Rows from a dataset:
######

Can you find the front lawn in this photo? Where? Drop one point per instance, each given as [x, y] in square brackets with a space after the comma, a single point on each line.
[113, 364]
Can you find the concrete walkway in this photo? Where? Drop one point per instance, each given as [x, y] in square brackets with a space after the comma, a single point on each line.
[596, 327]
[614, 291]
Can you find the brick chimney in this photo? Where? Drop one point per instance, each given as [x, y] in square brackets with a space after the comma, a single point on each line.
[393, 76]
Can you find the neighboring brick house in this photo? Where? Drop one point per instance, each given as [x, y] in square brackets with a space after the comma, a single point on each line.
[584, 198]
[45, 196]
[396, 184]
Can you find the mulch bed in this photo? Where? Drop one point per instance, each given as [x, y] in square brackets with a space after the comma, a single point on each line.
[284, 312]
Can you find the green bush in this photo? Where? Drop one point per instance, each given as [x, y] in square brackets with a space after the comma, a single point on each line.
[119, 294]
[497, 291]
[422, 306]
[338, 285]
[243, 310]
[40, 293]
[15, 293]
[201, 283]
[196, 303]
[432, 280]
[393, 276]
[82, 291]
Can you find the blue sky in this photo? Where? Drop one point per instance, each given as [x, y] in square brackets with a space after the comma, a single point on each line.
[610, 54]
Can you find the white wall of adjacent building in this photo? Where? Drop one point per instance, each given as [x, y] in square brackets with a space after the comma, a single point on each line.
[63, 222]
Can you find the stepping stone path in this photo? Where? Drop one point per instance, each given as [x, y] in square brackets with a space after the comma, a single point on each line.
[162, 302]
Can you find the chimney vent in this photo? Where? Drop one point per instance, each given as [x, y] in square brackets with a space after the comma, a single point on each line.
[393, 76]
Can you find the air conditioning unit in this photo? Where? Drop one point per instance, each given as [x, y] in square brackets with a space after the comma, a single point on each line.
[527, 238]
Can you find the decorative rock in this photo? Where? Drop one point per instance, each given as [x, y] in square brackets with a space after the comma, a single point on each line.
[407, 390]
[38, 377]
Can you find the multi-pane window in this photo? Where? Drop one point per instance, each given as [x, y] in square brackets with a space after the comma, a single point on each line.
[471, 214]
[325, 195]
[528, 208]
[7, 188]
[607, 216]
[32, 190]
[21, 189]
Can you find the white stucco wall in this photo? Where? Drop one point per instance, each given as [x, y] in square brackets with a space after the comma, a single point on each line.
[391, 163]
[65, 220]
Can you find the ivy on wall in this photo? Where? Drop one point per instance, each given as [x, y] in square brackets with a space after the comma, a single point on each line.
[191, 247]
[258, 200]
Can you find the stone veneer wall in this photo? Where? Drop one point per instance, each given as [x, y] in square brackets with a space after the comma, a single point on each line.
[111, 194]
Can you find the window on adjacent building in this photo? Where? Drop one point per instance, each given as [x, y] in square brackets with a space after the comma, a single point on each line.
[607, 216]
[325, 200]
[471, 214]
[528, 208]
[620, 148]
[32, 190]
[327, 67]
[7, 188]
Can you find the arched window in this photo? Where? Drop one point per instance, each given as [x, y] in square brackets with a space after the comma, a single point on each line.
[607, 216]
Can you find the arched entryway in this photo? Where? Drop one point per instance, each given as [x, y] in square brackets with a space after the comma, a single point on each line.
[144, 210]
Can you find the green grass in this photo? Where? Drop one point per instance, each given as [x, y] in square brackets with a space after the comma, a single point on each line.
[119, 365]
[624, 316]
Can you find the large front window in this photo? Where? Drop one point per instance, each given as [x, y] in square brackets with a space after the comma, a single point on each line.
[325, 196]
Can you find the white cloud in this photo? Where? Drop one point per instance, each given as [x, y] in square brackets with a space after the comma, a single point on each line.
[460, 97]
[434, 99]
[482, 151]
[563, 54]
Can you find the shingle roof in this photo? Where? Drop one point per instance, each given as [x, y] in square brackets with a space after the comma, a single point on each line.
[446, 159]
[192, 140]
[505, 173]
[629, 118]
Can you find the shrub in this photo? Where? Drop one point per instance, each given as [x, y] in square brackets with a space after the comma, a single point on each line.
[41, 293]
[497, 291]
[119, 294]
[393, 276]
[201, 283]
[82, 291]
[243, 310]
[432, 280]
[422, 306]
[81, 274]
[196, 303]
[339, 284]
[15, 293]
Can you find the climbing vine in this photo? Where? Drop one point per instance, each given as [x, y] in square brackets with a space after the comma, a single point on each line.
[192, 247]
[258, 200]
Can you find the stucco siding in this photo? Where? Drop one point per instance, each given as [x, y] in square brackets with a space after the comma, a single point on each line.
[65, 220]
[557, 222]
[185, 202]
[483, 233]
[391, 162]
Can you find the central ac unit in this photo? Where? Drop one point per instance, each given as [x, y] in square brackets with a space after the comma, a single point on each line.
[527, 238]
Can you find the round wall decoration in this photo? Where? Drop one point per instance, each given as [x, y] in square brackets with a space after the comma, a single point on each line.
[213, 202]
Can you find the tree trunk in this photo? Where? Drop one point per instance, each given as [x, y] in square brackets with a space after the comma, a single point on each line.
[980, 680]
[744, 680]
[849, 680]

######

▶ _Work to be completed_
Can you reproduce, word for word, the material from the line containing "Can you find the round" through to the very end?

▶ _Response to this exercise_
Can you find the round wall decoration in this photo? Where? Drop one point per instance, each given as [x, y] in square brackets with a space after the comma, a single point on each line.
[213, 202]
Can you find the tree trunk in this photo? Where? Drop one point per instance, each given as [x, y] in square brackets with a space after the comma, a single point on each line.
[980, 680]
[744, 680]
[849, 680]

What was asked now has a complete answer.